Goal: Identify each line in the material below that contains the word "building", and copy every such line in full.

Information supplied:
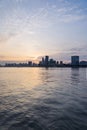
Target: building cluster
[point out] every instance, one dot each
(47, 62)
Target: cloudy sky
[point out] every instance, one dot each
(33, 28)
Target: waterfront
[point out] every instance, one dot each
(43, 99)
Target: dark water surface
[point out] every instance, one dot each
(43, 99)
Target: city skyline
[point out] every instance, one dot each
(30, 29)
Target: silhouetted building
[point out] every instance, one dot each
(29, 63)
(75, 60)
(83, 63)
(46, 60)
(61, 62)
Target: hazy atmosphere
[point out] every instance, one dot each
(30, 29)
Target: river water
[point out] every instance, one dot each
(43, 99)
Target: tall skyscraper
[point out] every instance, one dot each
(75, 60)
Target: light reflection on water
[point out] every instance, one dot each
(43, 99)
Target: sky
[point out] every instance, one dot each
(30, 29)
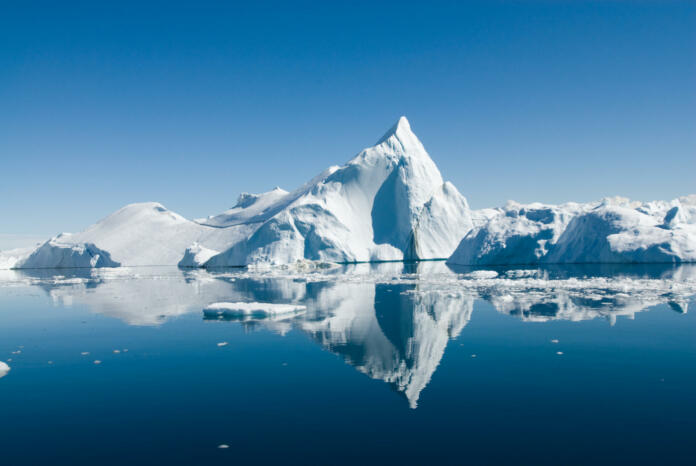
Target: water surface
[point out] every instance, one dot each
(390, 363)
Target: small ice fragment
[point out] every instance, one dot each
(4, 369)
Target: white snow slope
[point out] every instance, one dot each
(387, 203)
(614, 230)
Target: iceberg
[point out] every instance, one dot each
(388, 203)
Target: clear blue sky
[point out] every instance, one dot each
(191, 104)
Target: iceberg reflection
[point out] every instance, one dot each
(390, 321)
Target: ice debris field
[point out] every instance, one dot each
(388, 203)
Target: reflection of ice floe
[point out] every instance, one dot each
(251, 310)
(4, 369)
(389, 335)
(390, 321)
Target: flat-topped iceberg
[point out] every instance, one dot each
(614, 230)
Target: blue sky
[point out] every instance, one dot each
(190, 104)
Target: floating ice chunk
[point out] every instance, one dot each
(4, 369)
(481, 274)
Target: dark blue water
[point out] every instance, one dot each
(376, 370)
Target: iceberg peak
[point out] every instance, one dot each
(401, 135)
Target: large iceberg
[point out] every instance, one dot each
(614, 230)
(388, 203)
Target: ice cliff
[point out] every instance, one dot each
(388, 203)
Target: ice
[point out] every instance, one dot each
(388, 203)
(196, 255)
(255, 309)
(4, 369)
(615, 230)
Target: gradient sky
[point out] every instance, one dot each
(190, 104)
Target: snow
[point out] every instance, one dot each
(388, 203)
(196, 255)
(4, 369)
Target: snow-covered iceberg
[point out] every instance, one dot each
(614, 230)
(388, 203)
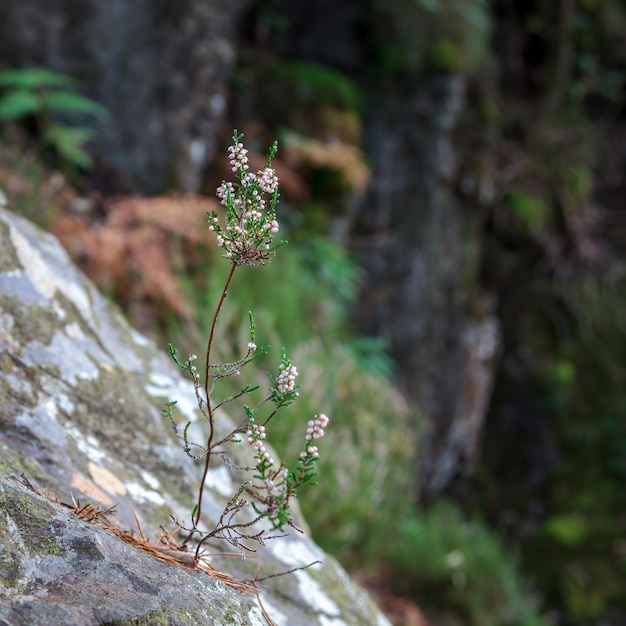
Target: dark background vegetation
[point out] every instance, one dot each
(452, 178)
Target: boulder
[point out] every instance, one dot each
(81, 394)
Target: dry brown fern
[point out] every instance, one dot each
(140, 249)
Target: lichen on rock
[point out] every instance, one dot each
(80, 399)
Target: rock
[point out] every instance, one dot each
(80, 400)
(160, 69)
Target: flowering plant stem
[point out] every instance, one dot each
(247, 239)
(207, 391)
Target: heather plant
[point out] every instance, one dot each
(246, 238)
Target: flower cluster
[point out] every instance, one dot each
(251, 223)
(255, 435)
(286, 381)
(316, 427)
(284, 385)
(315, 430)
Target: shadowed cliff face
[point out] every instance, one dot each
(80, 399)
(422, 263)
(159, 68)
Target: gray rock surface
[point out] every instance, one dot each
(80, 400)
(161, 69)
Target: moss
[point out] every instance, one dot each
(176, 617)
(32, 518)
(8, 256)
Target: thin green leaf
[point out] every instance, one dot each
(34, 78)
(68, 102)
(18, 103)
(67, 141)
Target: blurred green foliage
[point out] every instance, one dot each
(46, 97)
(460, 565)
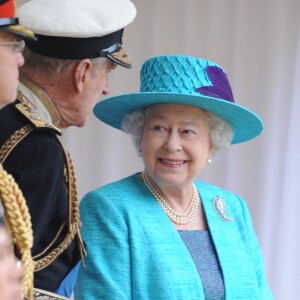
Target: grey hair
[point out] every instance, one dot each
(53, 65)
(221, 133)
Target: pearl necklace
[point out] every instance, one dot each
(175, 217)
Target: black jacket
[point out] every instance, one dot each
(37, 165)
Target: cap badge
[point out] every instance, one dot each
(220, 208)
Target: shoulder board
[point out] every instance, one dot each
(27, 109)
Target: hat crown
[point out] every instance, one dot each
(7, 9)
(185, 75)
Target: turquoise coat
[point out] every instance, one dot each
(134, 251)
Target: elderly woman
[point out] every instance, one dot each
(161, 234)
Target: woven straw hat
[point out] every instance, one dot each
(183, 80)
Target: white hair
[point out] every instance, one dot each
(54, 65)
(221, 133)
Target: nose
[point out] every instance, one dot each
(173, 142)
(19, 59)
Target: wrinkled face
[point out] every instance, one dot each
(10, 61)
(175, 144)
(76, 110)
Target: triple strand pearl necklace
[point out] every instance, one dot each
(175, 217)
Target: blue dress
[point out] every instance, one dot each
(135, 252)
(201, 247)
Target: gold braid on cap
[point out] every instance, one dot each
(18, 222)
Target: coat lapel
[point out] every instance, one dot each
(230, 246)
(167, 246)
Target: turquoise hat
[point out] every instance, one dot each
(183, 80)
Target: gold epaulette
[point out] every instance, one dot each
(28, 110)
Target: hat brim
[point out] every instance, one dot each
(245, 124)
(20, 31)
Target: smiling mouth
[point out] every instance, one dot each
(172, 162)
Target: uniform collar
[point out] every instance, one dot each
(39, 99)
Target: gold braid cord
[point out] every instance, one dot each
(71, 183)
(74, 220)
(18, 222)
(13, 141)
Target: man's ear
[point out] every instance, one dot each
(83, 71)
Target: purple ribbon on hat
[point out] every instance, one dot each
(220, 87)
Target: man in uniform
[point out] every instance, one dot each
(11, 58)
(66, 71)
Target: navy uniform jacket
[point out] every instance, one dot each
(37, 165)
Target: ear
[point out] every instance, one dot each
(83, 71)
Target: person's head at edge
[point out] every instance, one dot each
(11, 45)
(183, 115)
(75, 51)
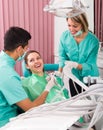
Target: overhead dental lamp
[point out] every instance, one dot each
(61, 8)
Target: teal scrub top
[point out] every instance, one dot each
(84, 53)
(34, 85)
(11, 90)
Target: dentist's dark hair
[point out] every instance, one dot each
(15, 37)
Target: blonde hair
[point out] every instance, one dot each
(81, 18)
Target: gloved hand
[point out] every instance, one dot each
(58, 73)
(50, 83)
(71, 64)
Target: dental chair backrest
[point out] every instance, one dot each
(47, 67)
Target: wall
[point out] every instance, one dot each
(61, 25)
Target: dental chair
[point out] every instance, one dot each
(63, 114)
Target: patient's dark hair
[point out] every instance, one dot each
(15, 37)
(29, 52)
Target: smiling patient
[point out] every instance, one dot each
(35, 84)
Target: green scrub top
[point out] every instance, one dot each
(11, 90)
(84, 53)
(34, 85)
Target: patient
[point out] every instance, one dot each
(35, 84)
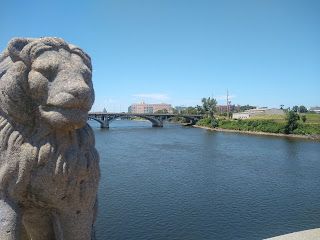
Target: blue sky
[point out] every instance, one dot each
(266, 52)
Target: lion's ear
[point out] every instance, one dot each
(15, 47)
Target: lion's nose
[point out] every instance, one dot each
(78, 88)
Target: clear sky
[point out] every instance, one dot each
(266, 52)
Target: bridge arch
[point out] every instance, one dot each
(157, 120)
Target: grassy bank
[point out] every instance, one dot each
(266, 123)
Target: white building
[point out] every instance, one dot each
(143, 107)
(259, 111)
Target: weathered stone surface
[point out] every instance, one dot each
(49, 167)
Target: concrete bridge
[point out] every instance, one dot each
(157, 119)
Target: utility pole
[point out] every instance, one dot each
(227, 105)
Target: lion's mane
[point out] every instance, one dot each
(30, 153)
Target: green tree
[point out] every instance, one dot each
(246, 107)
(175, 111)
(190, 110)
(303, 109)
(295, 108)
(292, 122)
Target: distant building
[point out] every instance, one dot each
(143, 107)
(259, 111)
(223, 108)
(315, 109)
(180, 108)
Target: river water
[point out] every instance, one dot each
(188, 183)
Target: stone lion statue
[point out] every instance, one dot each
(49, 167)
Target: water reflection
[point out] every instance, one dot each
(188, 183)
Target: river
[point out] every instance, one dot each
(188, 183)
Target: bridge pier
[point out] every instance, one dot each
(157, 124)
(104, 124)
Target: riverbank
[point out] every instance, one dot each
(309, 136)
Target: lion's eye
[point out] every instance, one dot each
(48, 72)
(87, 75)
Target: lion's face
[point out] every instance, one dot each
(60, 84)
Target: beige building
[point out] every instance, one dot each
(259, 111)
(143, 107)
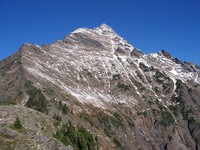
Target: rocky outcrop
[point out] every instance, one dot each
(130, 100)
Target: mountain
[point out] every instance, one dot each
(105, 88)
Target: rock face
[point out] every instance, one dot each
(129, 99)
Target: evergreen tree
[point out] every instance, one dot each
(17, 123)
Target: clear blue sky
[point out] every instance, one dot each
(150, 25)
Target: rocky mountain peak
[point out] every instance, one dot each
(104, 27)
(166, 54)
(95, 78)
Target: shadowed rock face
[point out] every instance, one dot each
(129, 99)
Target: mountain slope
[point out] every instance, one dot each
(129, 99)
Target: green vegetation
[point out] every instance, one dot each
(87, 118)
(144, 113)
(37, 100)
(116, 77)
(79, 138)
(123, 86)
(174, 109)
(167, 119)
(58, 120)
(7, 102)
(17, 124)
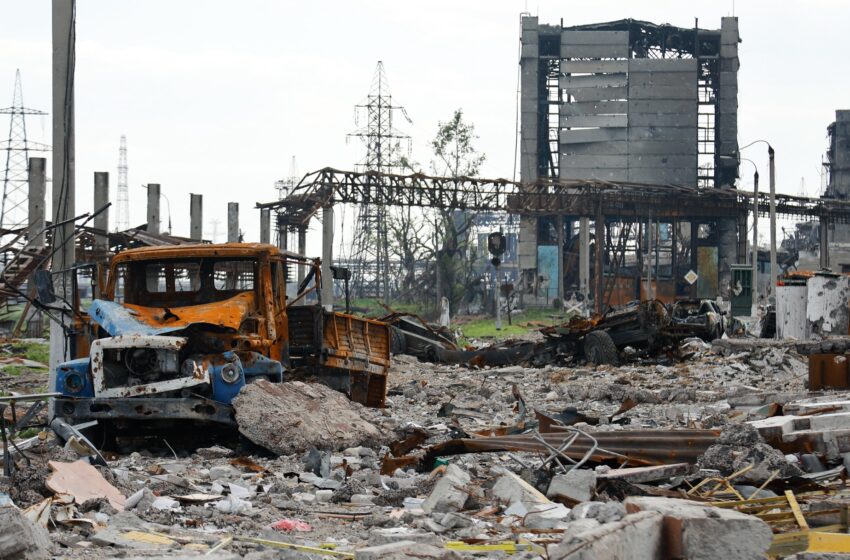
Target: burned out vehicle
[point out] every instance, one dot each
(179, 330)
(696, 318)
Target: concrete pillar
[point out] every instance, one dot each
(824, 242)
(64, 186)
(196, 217)
(327, 256)
(559, 223)
(265, 225)
(233, 222)
(37, 177)
(153, 208)
(101, 221)
(302, 250)
(584, 256)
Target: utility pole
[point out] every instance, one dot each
(383, 141)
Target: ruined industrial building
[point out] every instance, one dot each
(636, 347)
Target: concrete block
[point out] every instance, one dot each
(635, 537)
(400, 549)
(449, 494)
(511, 489)
(22, 539)
(546, 516)
(578, 485)
(699, 532)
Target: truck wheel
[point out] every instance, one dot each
(599, 348)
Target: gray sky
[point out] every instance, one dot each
(215, 97)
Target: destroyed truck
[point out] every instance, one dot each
(177, 331)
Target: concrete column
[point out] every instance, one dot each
(327, 256)
(584, 256)
(64, 186)
(153, 208)
(196, 217)
(101, 221)
(559, 223)
(302, 250)
(233, 222)
(265, 225)
(824, 242)
(37, 177)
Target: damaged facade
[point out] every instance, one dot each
(630, 102)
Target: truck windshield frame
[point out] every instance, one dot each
(182, 282)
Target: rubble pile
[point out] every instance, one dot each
(317, 475)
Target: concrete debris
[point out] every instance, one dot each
(20, 538)
(700, 532)
(577, 485)
(450, 493)
(294, 417)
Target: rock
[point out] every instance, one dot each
(449, 494)
(576, 486)
(20, 538)
(214, 452)
(511, 489)
(635, 537)
(603, 512)
(401, 549)
(696, 531)
(293, 417)
(401, 534)
(323, 496)
(546, 516)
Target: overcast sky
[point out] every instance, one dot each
(215, 97)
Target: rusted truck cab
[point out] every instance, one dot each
(178, 331)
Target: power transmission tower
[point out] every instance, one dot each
(370, 255)
(122, 220)
(14, 208)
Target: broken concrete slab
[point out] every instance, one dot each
(450, 493)
(701, 532)
(401, 549)
(640, 475)
(20, 538)
(512, 489)
(294, 417)
(576, 486)
(635, 537)
(82, 481)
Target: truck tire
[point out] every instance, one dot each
(599, 349)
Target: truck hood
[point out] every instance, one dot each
(121, 319)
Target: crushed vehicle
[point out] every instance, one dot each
(700, 318)
(177, 331)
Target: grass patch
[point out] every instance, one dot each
(36, 351)
(521, 323)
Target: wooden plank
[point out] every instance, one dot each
(602, 121)
(610, 148)
(592, 135)
(593, 108)
(594, 161)
(572, 83)
(600, 94)
(795, 507)
(570, 37)
(594, 66)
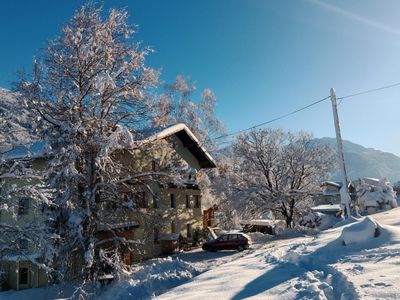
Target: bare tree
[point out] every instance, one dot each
(91, 91)
(273, 170)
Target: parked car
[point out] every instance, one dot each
(228, 241)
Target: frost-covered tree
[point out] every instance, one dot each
(176, 105)
(91, 91)
(22, 190)
(273, 170)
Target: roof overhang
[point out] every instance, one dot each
(189, 141)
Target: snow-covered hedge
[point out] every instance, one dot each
(375, 195)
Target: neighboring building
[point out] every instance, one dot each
(164, 213)
(330, 193)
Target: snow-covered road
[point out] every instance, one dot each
(308, 268)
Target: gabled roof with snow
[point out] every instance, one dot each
(332, 183)
(189, 141)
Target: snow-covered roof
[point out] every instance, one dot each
(326, 207)
(36, 150)
(102, 227)
(170, 237)
(189, 140)
(332, 183)
(259, 222)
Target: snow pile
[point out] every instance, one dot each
(151, 279)
(375, 195)
(360, 232)
(311, 220)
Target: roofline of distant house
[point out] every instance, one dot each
(181, 131)
(195, 147)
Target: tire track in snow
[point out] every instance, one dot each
(317, 278)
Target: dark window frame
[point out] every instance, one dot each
(23, 206)
(23, 276)
(187, 199)
(173, 200)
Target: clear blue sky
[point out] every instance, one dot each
(261, 58)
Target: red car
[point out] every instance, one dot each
(228, 241)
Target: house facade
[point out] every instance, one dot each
(164, 211)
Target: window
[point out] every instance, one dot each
(23, 244)
(173, 227)
(23, 275)
(189, 232)
(223, 238)
(187, 201)
(23, 206)
(197, 202)
(155, 201)
(156, 235)
(141, 200)
(173, 201)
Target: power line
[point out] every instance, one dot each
(371, 91)
(303, 108)
(272, 120)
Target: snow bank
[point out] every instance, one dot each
(360, 232)
(153, 278)
(374, 195)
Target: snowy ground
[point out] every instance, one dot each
(306, 267)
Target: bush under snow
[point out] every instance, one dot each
(360, 232)
(151, 279)
(375, 195)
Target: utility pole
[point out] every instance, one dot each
(344, 194)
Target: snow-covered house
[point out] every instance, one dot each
(330, 193)
(161, 210)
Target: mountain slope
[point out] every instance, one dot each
(366, 162)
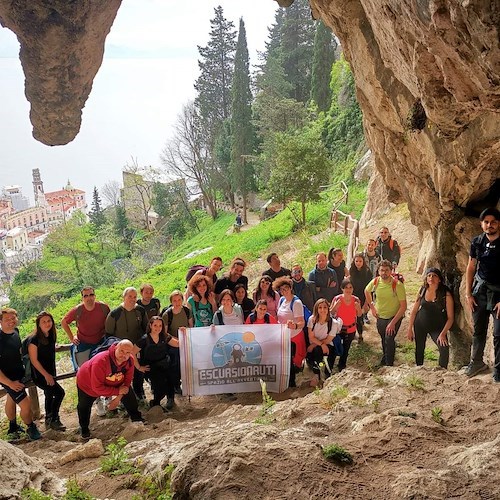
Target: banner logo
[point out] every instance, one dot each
(236, 358)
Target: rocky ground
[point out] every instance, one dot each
(413, 433)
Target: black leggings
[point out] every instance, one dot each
(315, 357)
(420, 338)
(54, 394)
(162, 384)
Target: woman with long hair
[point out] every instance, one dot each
(158, 362)
(347, 307)
(264, 291)
(360, 275)
(432, 314)
(322, 329)
(42, 354)
(202, 300)
(243, 300)
(291, 314)
(229, 313)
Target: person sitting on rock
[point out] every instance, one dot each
(109, 374)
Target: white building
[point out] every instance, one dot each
(14, 193)
(16, 239)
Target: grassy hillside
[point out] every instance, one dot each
(217, 239)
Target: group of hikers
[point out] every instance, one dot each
(114, 351)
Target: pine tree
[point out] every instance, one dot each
(242, 133)
(216, 66)
(324, 56)
(96, 214)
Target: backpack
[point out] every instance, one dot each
(194, 269)
(170, 315)
(28, 372)
(79, 310)
(253, 318)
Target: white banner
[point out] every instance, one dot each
(222, 359)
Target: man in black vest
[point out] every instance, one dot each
(482, 291)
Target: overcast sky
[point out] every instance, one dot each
(148, 71)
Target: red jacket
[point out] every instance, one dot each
(96, 377)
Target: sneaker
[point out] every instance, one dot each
(16, 429)
(102, 407)
(57, 425)
(475, 368)
(33, 432)
(85, 433)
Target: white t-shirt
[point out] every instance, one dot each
(285, 313)
(320, 330)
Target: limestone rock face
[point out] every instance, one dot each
(428, 82)
(62, 46)
(20, 471)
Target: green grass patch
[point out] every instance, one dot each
(415, 382)
(338, 454)
(117, 462)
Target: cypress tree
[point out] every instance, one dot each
(216, 68)
(96, 214)
(242, 134)
(324, 56)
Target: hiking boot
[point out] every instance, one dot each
(33, 432)
(475, 368)
(57, 425)
(85, 433)
(15, 431)
(102, 406)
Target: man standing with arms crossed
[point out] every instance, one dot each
(90, 317)
(482, 291)
(388, 308)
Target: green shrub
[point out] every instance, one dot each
(337, 453)
(117, 462)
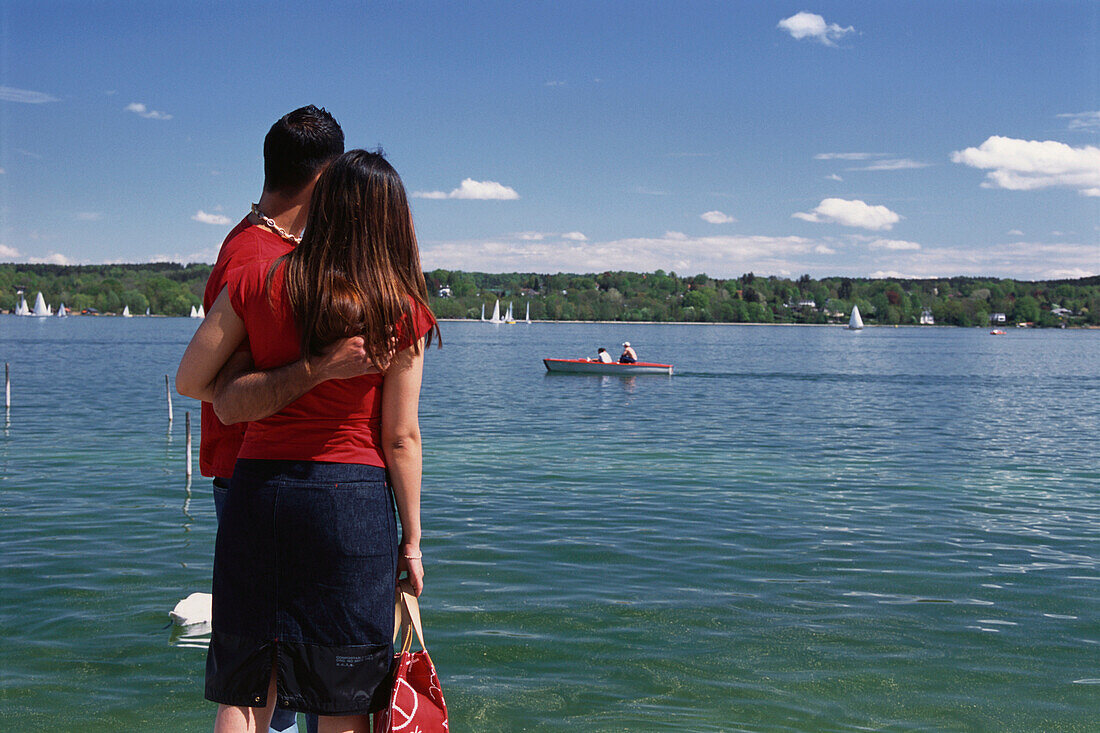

Task result:
Target: building cluster
Target: silhouetted building
Target: white building
Target: distant building
Target: beige building
Target: ruined industrial building
Target: neighboring building
Target: white building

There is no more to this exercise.